REQUEST: Pick out each line below containing the string "suit", and copy those lines.
-- Begin MATERIAL SHOWN --
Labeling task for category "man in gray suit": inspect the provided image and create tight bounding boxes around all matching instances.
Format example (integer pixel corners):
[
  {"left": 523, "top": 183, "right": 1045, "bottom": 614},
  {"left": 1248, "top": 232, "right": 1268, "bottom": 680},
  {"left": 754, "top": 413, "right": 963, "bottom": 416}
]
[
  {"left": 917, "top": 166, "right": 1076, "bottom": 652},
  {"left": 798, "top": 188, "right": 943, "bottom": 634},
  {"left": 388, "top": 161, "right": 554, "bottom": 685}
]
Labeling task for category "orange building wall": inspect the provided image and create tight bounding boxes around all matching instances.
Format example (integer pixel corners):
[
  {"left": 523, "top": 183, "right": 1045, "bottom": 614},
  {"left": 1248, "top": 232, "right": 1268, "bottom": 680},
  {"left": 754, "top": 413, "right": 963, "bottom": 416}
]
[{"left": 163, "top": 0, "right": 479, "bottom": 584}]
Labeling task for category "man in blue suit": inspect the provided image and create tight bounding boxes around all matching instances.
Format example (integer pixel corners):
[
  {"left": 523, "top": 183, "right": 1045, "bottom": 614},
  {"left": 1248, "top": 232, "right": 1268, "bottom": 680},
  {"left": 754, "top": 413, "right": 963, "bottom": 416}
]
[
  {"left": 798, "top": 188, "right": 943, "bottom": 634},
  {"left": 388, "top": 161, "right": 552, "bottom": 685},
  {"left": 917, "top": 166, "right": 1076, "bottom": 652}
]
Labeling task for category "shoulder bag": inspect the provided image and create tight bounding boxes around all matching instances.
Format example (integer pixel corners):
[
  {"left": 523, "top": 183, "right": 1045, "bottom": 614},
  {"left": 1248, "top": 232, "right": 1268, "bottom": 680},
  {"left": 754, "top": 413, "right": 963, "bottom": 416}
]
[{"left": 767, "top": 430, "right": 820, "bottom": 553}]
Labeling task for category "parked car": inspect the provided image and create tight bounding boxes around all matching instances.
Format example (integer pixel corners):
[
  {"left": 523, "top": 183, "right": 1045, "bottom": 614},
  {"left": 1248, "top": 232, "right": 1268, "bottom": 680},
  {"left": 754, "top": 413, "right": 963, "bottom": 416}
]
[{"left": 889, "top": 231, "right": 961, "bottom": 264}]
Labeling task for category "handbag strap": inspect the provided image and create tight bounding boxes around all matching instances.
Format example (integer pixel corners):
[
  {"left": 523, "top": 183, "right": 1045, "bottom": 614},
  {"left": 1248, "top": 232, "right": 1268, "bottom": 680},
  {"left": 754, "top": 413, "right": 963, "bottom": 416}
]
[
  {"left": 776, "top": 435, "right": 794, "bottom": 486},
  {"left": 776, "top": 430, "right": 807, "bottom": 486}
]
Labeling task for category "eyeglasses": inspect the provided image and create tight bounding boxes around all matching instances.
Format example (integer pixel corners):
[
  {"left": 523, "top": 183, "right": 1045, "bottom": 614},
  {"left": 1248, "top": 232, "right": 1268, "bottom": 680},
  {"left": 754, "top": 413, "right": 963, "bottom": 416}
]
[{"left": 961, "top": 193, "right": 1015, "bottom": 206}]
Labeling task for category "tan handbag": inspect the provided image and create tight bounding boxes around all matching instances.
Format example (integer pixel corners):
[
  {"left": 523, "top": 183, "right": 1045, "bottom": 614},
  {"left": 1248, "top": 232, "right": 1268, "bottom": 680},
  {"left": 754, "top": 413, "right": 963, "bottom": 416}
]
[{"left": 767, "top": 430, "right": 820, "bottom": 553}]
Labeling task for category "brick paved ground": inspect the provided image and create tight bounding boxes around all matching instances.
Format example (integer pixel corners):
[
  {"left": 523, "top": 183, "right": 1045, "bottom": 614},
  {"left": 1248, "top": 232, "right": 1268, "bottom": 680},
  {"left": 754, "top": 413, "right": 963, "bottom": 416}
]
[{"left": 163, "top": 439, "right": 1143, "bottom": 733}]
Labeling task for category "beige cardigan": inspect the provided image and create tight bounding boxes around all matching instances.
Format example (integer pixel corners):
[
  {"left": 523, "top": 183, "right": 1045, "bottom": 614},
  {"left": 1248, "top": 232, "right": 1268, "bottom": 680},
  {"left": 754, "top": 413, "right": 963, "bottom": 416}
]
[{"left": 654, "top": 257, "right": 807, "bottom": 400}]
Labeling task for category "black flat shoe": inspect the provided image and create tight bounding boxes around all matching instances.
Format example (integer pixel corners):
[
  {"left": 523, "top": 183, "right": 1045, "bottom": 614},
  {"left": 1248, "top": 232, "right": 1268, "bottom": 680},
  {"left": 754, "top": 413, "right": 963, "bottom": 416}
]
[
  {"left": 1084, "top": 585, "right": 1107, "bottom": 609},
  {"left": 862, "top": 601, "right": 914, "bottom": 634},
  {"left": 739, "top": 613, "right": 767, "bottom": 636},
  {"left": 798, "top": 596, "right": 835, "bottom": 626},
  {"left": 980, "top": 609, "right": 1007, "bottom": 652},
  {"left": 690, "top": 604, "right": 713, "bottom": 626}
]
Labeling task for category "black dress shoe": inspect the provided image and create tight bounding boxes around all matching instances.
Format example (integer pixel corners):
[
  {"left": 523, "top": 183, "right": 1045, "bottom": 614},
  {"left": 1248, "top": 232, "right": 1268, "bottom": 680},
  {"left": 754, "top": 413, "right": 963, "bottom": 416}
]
-- End MATERIAL SHOWN --
RESPONSE FOR THIS EXERCISE:
Labeling task for category "man in gray suit": inspect the provided image and create tight bounding boxes around all matching instances.
Labeling task for category "man in blue suit": inspect the provided image and create tight bounding boxes around all matching instances.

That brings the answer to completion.